───── Text excerpt

Has the media lost the plot?
This is an item from Iain Martin’s weekly newsletter for subscribers to Reaction. To receive it every weekend, become a subscriber here.
It was the Reaction annual dinner in support of our Young Journalists Programme last week, generously supported by companies and individuals who bought tables and hosted by our chairman Lord Salisbury. The funds raised are ring-fenced to provide paid internships, and training and mentoring.
When a small group of us founded Reaction in 2016, at the heart of it were the ideas that good journalism is more important than ever and helping the next generation of journalists matters. The media and the economic model of journalism has been turned upside down by the tech giants in the last 15 years or so. Many of the opportunities that were available when I started in the industry have been shut off, or reduced. The local and regional newspaper training route is not nearly as available as it once was. Many of those publications have withered or closed.
There are only a few thriving large publishers with trainee schemes. At Reaction – a boutique media company – we decided to do what we could to create more opportunities.
If you would like to help next year in any way, when we hope to expand the programme, email me and we’ll talk.
Our star guest speaker at dinner last week was asked if the contemporary media has grown addicted to outrage and scandal. He pointed out the press in Britain for several centuries has specialised in raucous coverage and cartoons chronicling public life and political shenanigans.
This is true and a fair point. Still, I can’t shake the thought something terrible has happened to parts of the media in Britain, and elsewhere, that is peculiar and new, driven by high-speed social media and changing patterns of news production.

──────────

_Work instruction:_ According to the newsletter item, what are the funds raised at the Reaction annual dinner ring-fenced to provide?

───── Input data

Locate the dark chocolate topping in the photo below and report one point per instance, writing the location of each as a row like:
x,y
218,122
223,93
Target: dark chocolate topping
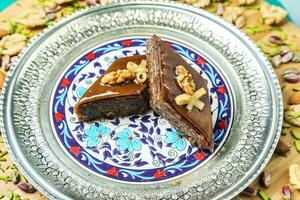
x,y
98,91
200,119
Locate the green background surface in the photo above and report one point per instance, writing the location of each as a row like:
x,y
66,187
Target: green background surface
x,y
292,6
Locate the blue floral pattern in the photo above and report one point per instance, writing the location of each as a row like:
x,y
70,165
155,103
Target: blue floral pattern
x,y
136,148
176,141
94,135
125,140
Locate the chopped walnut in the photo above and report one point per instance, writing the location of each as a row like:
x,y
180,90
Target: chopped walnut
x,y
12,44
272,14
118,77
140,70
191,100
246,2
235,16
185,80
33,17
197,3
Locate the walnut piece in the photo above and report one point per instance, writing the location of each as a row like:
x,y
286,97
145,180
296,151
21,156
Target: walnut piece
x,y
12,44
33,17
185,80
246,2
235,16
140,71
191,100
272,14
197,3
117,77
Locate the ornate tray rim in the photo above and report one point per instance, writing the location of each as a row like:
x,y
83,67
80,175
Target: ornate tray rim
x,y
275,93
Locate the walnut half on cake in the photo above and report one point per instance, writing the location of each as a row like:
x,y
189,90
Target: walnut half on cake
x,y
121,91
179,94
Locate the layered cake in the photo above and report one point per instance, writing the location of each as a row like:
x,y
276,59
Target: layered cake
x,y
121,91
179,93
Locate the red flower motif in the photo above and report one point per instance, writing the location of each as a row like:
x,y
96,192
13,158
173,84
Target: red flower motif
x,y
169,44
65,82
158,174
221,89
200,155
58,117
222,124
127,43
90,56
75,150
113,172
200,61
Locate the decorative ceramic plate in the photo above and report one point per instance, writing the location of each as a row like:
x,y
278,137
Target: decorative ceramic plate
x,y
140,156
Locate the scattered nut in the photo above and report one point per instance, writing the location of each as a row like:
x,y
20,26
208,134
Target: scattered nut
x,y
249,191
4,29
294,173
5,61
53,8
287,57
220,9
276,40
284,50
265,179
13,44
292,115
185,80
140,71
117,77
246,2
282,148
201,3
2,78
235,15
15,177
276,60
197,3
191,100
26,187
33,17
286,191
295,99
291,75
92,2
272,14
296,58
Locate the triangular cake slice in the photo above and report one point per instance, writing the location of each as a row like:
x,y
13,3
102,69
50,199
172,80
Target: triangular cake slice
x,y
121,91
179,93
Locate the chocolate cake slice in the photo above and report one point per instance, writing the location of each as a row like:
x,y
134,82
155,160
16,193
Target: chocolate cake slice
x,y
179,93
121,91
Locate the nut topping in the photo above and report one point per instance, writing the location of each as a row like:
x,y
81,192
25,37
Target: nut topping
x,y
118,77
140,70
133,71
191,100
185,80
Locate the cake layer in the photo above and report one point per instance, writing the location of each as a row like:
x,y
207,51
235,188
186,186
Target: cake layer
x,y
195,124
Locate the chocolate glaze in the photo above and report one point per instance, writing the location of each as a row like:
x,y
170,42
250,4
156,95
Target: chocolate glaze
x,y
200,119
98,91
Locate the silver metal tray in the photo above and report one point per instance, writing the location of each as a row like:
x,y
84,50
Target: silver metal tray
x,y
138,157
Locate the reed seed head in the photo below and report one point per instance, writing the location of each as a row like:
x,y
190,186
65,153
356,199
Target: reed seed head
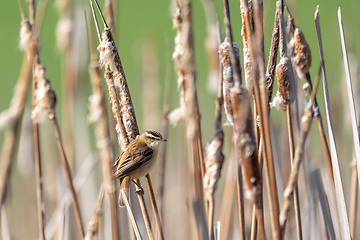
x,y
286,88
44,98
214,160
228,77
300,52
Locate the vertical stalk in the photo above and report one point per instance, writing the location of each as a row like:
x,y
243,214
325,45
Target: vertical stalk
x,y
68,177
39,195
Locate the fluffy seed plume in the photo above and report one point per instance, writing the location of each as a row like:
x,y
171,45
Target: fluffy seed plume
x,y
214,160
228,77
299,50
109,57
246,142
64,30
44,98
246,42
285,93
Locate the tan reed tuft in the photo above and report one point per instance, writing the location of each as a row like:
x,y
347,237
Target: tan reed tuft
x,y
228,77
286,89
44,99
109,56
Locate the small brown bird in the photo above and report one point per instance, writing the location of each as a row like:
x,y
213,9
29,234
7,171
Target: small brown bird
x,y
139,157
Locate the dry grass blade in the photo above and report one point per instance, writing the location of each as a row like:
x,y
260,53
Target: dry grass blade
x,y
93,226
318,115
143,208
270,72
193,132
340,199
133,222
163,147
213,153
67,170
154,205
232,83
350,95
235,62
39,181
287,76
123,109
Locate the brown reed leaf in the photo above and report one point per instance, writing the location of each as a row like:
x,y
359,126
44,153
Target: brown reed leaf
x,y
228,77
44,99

──────────
───── Input data

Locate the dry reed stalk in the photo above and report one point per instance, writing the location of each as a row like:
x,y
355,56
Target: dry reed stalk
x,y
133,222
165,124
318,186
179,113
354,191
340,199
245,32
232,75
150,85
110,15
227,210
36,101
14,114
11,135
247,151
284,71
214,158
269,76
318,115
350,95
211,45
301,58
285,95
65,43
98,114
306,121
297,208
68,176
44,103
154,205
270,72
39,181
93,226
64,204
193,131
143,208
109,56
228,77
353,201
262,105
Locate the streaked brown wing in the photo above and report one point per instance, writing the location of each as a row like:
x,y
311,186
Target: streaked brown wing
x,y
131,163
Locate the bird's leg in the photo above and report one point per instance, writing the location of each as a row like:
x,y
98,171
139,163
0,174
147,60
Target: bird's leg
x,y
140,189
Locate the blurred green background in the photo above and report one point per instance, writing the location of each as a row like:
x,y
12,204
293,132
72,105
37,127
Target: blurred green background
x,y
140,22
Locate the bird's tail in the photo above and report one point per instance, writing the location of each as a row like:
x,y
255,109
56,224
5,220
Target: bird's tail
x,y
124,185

──────────

_Exercise answer:_ Paid internships, and training and mentoring.